WORK TASK: Extend the article about dead fruit flies shortening the lives of living ones, starting after its final sentence.
(EXCERPTED PASSAGE Opens)
If you’re a fruit fly, the mere sight of dead fruit flies will hasten your own demise. Scientists have found that exposing flies for 48 hours to the corpses of other flies that died of starvation reduces their lifespan from around 60 days to 45 days.
Reporting their findings in the journal PLOS Biology, the researchers suggest that the sight of dead individuals of their own species might evoke a “depressive-like” state in the flies that accelerates aging.
Interestingly, the sight of flies that had frozen to death had no effect on lifespan, perhaps suggesting that the insects can somehow detect how other flies have died, and that signs of starvation are uniquely distressing for them.
The scientists have traced this sensory death response to a part of the fly’s brain called the ellipsoid body, which controls motor coordination and sensory integration. Two types of neuron, R2 and R4, work together like a dimmer switch to speed up or slow down the rate at which the flies age in response to what they’ve seen.
Studies of model organisms have revealed other direct links between the senses and aging. Genetic mutations that affect the activity of sensory neurons in the nematode worm C. elegans, for example, can cut short or extend its life, and fruit flies that have been genetically engineered to have no sense of smell live longer.
The sight of dead individuals of their own species might evoke a “depressive-like” state in the flies that accelerates aging.
Pain can also reduce longevity in some animals. Scientists have found that mice lacking a particular pain receptor live longer, healthier lives.
Christi Gendron of the University of Michigan at Ann Arbor, who led the research into the death response in flies, thinks there may be an evolutionarily conserved mechanism that links perception and aging across species.
(EXCERPTED PASSAGE Closes)
(EXCERPTED DATA Opens)
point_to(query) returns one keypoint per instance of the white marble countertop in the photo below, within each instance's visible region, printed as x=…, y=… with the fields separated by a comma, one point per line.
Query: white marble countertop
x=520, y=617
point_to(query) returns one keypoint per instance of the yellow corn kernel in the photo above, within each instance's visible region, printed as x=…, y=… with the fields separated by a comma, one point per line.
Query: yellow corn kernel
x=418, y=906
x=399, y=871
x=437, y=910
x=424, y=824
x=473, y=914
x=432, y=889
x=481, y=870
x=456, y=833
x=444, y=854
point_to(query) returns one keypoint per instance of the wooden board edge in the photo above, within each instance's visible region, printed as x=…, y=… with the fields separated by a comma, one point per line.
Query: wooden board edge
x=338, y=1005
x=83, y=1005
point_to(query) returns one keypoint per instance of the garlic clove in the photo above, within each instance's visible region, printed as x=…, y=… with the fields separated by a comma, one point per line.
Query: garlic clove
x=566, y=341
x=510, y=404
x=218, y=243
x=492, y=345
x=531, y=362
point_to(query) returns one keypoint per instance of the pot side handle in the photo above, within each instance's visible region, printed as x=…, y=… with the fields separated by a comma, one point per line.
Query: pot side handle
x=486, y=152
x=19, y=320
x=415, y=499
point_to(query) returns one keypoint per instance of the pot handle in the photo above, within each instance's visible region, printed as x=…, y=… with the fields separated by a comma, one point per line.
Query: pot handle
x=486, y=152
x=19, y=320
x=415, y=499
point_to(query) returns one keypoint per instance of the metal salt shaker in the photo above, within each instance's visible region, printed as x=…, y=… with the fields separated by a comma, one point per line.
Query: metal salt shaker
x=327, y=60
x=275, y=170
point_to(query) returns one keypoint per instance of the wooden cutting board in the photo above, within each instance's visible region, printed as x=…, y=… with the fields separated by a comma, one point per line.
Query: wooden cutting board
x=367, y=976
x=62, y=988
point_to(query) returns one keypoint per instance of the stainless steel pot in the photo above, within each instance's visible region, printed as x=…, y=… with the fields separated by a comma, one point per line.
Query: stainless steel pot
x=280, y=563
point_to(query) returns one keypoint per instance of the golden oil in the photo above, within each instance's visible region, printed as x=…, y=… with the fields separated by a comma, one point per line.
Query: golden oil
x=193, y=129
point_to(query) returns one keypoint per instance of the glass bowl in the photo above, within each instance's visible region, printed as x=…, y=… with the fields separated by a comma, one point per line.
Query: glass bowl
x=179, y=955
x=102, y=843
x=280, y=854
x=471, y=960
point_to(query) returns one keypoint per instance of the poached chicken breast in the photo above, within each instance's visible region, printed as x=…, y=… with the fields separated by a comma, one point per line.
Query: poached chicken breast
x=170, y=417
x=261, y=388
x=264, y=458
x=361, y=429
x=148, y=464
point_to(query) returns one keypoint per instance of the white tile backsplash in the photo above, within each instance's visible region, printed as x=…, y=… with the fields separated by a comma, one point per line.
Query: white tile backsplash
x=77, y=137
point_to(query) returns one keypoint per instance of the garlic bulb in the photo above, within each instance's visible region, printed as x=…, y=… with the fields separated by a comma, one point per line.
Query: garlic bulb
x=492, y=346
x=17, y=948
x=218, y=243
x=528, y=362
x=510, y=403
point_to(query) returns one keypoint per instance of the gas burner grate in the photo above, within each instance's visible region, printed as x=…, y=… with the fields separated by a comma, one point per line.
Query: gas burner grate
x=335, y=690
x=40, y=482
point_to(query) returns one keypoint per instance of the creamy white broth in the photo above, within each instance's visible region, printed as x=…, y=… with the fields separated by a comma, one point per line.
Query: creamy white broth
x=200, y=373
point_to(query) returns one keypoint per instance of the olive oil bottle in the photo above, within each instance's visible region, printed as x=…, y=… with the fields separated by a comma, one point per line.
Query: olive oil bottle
(EXCERPTED DATA Closes)
ANSWER BOX:
“The specific cues that lead to changes in the life spans of worms, flies and mice are likely species-specific,” she writes in The Conversation. “But the fact that they are all affected by changes in sensory input suggests that the molecular mechanisms driving age-related changes may be shared by all, including people.”
Understanding the molecular machinery that links perception to aging may suggest possible ways to short-circuit it. The researchers believe this might be particularly beneficial in cases of post-traumatic stress.
“While translating these findings to humans is clearly speculative, we hope that more research can eventually help researchers better understand the physiological and psychological effects of people who routinely witness death, such as soldiers and first responders,” writes Gendron.
Perception of death is known to affect behavior, physiology, and longevity in a broad range of animal species, possibly as a result of the clues that corpses provide about threats to survival, including disease and lack of resources, such as food and water.
Social insects like honey bees and ants, for example, remove dead colony members from their nests to minimize the risk of infection, and the smell of dead zebrafish provokes defensive behavior in living zebrafish.
Mammals, from elephants and cetaceans to chimpanzees, also behave in distinctive ways toward their dead. Needless to say, death can have profound consequences for the psychological wellbeing of humans, but it can also have effects on physical health, including headaches, fatigue, and worsening cardiovascular disease.
The new research in fruit flies adds to a large body of evidence that the aging process evolved, rather than simply being the result of the random accumulation of damage to cells and molecules over time. Crucially, this would mean that aging is modifiable.
According to the disposable soma hypothesis, organisms have evolved as individuals to strike a balance between the energy they devote to reproduction, on the one hand, and molecular repairs on the other, depending on the availability of resources such as food.
More recent evolutionary theories of aging propose that aging is actually programmed to occur faster during times of danger or scarcity, because this may benefit the population as a whole. According to this perspective, the flies that age faster when they encounter the corpses of others that starved to death would be “taking one for the team” (or perhaps for close relatives).
Regardless of how the sensory death response evolved in flies, it has a curious parallel with how the human brain responds to extreme adversity.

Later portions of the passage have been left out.